◆ TASK TO CARRY OUT
Transcribe exactly the line containing "Pick out the blurred" and every line after it, through the end of the records below.

:: EXERCISE MATERIALS

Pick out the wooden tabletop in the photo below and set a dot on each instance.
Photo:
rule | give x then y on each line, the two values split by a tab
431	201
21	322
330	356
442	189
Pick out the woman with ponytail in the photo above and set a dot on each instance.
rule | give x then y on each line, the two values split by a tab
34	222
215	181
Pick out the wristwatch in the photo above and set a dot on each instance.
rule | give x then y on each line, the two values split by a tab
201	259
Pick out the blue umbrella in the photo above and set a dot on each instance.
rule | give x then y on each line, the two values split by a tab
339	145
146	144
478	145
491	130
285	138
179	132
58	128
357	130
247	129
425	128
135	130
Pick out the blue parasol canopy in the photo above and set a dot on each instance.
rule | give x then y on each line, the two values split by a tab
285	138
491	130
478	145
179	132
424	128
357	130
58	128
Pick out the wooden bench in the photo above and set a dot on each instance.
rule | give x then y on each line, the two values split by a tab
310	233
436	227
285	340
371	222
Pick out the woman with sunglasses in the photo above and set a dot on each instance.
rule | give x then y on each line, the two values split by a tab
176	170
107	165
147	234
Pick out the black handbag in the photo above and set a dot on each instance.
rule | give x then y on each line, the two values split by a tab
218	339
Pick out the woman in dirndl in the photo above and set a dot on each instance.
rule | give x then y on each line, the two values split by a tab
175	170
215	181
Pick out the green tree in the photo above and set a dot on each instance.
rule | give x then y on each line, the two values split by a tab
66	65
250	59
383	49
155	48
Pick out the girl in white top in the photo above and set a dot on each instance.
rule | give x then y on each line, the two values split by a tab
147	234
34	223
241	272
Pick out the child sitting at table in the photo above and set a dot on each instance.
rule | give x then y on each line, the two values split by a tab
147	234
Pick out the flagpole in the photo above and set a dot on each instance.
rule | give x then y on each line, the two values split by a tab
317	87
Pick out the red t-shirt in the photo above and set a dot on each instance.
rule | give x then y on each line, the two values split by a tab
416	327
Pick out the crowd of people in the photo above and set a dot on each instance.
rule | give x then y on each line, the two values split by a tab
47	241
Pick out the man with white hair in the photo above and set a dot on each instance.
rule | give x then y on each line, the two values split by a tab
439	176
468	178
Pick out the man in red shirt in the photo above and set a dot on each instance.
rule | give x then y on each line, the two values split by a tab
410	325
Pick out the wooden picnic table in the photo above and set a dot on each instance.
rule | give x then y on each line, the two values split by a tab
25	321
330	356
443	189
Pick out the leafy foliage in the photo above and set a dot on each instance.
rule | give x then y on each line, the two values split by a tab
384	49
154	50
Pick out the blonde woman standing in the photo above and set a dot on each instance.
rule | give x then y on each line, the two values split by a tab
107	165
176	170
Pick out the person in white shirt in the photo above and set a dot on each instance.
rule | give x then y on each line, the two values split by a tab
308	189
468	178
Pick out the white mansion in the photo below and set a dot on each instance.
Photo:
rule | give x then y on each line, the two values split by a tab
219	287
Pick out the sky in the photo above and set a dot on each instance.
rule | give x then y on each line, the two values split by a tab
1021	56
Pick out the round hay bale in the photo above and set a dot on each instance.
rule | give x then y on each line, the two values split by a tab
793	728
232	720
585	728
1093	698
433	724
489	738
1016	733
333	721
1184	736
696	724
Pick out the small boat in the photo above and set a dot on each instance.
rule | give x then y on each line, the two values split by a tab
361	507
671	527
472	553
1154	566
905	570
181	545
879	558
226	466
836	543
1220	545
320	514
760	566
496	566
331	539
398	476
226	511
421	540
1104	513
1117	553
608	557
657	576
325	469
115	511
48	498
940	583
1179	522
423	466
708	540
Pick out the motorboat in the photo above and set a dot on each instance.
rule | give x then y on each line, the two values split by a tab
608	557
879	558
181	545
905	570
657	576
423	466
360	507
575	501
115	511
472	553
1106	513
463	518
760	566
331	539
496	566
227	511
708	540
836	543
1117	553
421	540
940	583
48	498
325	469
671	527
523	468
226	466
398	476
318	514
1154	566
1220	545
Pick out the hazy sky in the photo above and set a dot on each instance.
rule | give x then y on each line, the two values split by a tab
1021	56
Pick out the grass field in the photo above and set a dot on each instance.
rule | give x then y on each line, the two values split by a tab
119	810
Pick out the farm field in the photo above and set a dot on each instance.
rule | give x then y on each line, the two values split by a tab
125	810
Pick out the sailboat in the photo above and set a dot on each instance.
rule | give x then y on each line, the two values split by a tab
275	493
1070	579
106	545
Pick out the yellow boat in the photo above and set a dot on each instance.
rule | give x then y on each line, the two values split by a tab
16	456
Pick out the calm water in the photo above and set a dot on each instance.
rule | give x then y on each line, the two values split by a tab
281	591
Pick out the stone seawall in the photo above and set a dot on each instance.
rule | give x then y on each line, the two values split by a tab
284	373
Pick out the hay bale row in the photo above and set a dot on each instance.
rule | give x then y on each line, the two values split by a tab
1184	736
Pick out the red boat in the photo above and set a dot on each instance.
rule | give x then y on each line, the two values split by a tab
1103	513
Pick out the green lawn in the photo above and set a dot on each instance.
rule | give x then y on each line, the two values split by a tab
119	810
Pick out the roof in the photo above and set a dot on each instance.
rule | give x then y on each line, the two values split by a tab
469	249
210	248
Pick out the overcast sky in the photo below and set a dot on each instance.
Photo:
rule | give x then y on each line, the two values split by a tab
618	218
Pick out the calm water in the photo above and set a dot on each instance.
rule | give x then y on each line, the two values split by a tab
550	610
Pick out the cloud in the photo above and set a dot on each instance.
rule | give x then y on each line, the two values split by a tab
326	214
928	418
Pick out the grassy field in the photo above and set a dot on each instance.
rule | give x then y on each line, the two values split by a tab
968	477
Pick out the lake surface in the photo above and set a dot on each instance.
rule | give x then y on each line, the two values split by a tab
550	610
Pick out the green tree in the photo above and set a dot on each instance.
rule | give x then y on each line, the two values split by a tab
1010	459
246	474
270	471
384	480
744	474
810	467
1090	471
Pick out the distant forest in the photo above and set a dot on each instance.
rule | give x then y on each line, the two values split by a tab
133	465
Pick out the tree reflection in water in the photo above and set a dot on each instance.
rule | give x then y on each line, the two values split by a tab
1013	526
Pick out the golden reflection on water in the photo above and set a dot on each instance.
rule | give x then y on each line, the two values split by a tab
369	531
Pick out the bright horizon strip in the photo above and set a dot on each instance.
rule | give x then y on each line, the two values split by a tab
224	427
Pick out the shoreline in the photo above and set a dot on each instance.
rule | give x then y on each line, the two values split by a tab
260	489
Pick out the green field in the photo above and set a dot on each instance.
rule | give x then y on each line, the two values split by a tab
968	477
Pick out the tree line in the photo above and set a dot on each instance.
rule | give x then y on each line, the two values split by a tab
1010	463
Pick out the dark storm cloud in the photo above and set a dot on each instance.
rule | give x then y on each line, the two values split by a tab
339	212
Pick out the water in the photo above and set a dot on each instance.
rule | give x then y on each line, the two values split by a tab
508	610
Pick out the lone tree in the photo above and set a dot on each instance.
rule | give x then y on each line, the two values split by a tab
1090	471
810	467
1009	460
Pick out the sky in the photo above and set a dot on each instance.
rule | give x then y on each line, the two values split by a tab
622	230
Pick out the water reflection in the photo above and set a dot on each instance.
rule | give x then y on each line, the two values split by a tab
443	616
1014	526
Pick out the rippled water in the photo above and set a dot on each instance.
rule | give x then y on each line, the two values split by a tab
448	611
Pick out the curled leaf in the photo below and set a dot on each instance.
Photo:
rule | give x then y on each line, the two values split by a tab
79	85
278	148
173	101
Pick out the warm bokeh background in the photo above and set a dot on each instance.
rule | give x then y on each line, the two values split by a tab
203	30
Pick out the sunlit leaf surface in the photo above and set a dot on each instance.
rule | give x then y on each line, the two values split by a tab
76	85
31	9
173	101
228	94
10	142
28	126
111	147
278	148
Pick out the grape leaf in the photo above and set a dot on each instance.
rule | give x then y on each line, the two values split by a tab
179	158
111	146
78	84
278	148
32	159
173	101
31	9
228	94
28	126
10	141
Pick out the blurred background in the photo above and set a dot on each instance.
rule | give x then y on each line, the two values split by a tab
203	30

::::

◆ RESPONSE BELOW
Pick out the blurred background in the photo above and set a dot on each instance.
rule | give x then y on each line, the two values split by a tab
203	30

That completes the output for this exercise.